» EXTRAIT CHOISI:
======

MOUVEMENTS DE RESISTANCE

Le phénomène de mouvements de résistance s'est manifesté aussi à travers des actions posées par les acteurs impliqués, et exprimant ainsi la dimension praxéologique de toute idéologie. C'est dans ce sens que Guy Rocher affirme que l'idéologie a une fonction conative, elle pousse ou incite une collectivité à l'action, ou du moins dirige celle-ci en fournissant des buts et des moyens. Les actions retenues dans cette étude après les recherche empiriques sont à la fois d'ordre militaire et politico-administratif.

3.2.1. Opérations militaires et actes de violation des droits de l'homme

Opération militaires

- Combats contre les autres forces

Les 14 chefs de mouvements de résistance rencontrés ont reconnu l'engagement permanent de leurs troupes dans des combats armés contre soit les forces militaires étrangères, soit les forces rebelles, soit les forces armées régulières, soit les milices étrangères (F.D.L.R., Interahamwe, F.D.D., FNL,...), soit les forces militaires d'autres mouvements de résistance.

Les opérations militaires effectuées s'inscrivent dans le cadre de l'offensive ou la contre offensive dont la finalité est de conquérir des espaces ou de protéger le territoire déjà conquis contre les menaces de toute autre force. D'autres opérations militaires ont visé à mette hors d'état de nuire les groupes armés étrangères en activité sur le territoire congolais (F.D.L.R., Interahamwe, F.D.D., PASTAS) semant la terreur au

sein des populations par des actes de viol, vol, tuerie, déportation, tortures, etc.

======

» DONNÉES PRÉSENTÉES:
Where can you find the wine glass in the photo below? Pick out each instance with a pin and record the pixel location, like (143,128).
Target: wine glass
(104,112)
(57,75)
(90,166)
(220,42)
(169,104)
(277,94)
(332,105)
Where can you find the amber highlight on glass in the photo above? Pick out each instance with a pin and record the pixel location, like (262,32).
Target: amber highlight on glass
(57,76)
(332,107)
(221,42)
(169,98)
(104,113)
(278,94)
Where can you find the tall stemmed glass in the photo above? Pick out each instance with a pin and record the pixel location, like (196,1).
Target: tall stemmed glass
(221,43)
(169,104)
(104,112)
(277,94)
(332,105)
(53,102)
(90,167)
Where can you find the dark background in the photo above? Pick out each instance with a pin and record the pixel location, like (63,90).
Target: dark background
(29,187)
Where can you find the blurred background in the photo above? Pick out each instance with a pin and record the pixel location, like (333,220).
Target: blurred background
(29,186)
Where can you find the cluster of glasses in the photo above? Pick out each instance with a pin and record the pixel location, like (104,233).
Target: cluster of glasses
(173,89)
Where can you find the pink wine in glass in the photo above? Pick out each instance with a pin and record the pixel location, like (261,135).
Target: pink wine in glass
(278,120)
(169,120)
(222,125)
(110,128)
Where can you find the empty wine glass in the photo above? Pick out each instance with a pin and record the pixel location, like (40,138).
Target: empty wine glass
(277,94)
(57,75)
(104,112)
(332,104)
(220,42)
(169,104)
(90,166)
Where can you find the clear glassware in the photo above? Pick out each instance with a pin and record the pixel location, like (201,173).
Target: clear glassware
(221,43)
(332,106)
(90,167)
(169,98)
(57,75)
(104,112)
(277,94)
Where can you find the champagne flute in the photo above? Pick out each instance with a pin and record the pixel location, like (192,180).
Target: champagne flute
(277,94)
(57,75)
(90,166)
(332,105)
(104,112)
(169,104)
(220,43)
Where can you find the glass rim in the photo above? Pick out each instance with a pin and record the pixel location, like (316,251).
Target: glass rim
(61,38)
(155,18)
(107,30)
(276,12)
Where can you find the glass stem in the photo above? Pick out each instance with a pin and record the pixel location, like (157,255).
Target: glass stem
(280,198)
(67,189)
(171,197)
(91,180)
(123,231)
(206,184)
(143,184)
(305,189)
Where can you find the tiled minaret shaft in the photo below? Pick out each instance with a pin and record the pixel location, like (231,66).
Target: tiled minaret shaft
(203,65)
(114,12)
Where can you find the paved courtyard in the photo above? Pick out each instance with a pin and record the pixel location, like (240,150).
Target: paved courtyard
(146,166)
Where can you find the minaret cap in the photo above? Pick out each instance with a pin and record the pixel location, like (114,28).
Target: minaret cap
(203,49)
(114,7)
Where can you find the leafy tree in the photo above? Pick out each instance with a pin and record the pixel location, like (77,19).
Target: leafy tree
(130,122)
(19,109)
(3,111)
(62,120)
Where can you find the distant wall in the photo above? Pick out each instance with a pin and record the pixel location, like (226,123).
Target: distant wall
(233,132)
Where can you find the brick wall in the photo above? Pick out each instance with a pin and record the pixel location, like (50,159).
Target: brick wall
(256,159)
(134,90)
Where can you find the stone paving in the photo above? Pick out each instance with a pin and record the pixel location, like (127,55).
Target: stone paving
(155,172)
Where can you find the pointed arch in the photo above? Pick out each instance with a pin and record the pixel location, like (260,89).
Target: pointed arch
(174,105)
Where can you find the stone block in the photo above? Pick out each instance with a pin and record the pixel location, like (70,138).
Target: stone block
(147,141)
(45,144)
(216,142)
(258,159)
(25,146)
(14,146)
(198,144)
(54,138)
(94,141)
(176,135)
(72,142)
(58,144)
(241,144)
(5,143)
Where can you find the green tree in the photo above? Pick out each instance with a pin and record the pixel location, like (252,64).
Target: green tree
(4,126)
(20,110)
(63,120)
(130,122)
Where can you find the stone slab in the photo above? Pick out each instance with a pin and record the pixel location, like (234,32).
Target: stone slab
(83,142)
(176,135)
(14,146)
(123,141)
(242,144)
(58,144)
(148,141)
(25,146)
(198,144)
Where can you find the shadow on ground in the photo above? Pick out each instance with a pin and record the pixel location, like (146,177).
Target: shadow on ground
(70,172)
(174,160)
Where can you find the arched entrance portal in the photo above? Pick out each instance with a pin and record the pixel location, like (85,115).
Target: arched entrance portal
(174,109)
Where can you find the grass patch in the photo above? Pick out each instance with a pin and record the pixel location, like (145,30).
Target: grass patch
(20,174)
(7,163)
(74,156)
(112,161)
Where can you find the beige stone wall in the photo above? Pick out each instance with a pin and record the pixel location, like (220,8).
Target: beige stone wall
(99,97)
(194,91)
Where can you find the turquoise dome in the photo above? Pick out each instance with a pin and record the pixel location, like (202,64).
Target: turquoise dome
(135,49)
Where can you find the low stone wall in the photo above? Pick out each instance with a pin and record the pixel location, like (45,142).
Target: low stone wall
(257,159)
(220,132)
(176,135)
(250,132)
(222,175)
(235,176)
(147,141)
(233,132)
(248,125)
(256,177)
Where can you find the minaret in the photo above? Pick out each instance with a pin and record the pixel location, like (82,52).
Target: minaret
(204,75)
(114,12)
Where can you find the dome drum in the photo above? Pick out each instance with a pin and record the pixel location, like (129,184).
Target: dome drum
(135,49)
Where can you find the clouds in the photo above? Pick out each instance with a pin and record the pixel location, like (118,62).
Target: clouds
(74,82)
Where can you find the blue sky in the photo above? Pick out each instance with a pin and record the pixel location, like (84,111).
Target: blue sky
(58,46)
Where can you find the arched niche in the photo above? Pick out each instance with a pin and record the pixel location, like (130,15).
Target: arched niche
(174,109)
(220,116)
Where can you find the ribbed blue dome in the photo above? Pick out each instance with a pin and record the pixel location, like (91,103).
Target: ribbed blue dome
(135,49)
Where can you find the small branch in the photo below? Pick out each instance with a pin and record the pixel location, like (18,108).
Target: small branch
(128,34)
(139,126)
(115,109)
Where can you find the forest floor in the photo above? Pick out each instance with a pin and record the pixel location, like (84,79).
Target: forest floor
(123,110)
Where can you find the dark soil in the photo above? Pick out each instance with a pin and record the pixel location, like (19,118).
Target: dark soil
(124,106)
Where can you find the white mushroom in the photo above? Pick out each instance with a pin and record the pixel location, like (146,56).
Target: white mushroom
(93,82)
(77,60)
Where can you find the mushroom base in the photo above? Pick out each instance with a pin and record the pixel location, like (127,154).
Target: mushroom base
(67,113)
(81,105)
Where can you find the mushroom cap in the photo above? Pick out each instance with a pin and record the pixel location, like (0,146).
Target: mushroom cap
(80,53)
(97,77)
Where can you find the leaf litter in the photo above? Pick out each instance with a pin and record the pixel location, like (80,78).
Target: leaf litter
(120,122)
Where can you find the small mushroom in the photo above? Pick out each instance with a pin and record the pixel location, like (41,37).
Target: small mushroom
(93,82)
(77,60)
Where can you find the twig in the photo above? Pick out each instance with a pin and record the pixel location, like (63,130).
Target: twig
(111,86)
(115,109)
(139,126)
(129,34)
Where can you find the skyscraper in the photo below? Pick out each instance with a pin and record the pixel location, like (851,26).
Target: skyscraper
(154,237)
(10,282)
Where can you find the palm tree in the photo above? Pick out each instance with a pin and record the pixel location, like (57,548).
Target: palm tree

======

» CONSIGNE 1: Pour chacune des affirmations suivantes, dites si elle concorde avec l'extrait sur les mouvements de résistance. Répondez par oui ou par non et citez les mots décisifs de l'extrait. (a) Les chefs de mouvements de résistance rencontrés étaient au nombre de quatorze. (b) Guy Rocher attribue à l'idéologie une fonction conative. (c) Les actions retenues dans l'étude sont uniquement d'ordre militaire.
» CONSIGNE 2: Recopiez à l'identique les enregistrements à partir de la ligne qui contient « Where can you find the small branch » et jusqu'à la fin des enregistrements, en incluant cette première ligne.
Les enregistrements n'ont aucun lien avec l'extrait.

» CORRIGÉ COMPLET 1:
(a) Oui : « Les 14 chefs de mouvements de résistance rencontrés ».
(b) Oui : « Guy Rocher affirme que l'idéologie a une fonction conative ».
(c) Non : « à la fois d'ordre militaire et politico-administratif ».

» CORRIGÉ COMPLET 2:
Where can you find the small branch in the photo below? Pick out each instance with a pin and record the pixel location, like (18,108).
Target: small branch
(128,34)
(139,126)
(115,109)
Where can you find the forest floor in the photo above? Pick out each instance with a pin and record the pixel location, like (84,79).
Target: forest floor
(123,110)
Where can you find the dark soil in the photo above? Pick out each instance with a pin and record the pixel location, like (19,118).
Target: dark soil
(124,106)
Where can you find the white mushroom in the photo above? Pick out each instance with a pin and record the pixel location, like (146,56).
Target: white mushroom
(93,82)
(77,60)
Where can you find the mushroom base in the photo above? Pick out each instance with a pin and record the pixel location, like (127,154).
Target: mushroom base
(67,113)
(81,105)
Where can you find the mushroom cap in the photo above? Pick out each instance with a pin and record the pixel location, like (0,146).
Target: mushroom cap
(80,53)
(97,77)
Where can you find the leaf litter in the photo above? Pick out each instance with a pin and record the pixel location, like (80,78).
Target: leaf litter
(120,122)
Where can you find the small mushroom in the photo above? Pick out each instance with a pin and record the pixel location, like (41,37).
Target: small mushroom
(93,82)
(77,60)
Where can you find the twig in the photo above? Pick out each instance with a pin and record the pixel location, like (63,130).
Target: twig
(111,86)
(115,109)
(139,126)
(129,34)
Where can you find the skyscraper in the photo below? Pick out each instance with a pin and record the pixel location, like (851,26).
Target: skyscraper
(154,237)
(10,282)
Where can you find the palm tree in the photo above? Pick out each instance with a pin and record the pixel location, like (57,548).
Target: palm tree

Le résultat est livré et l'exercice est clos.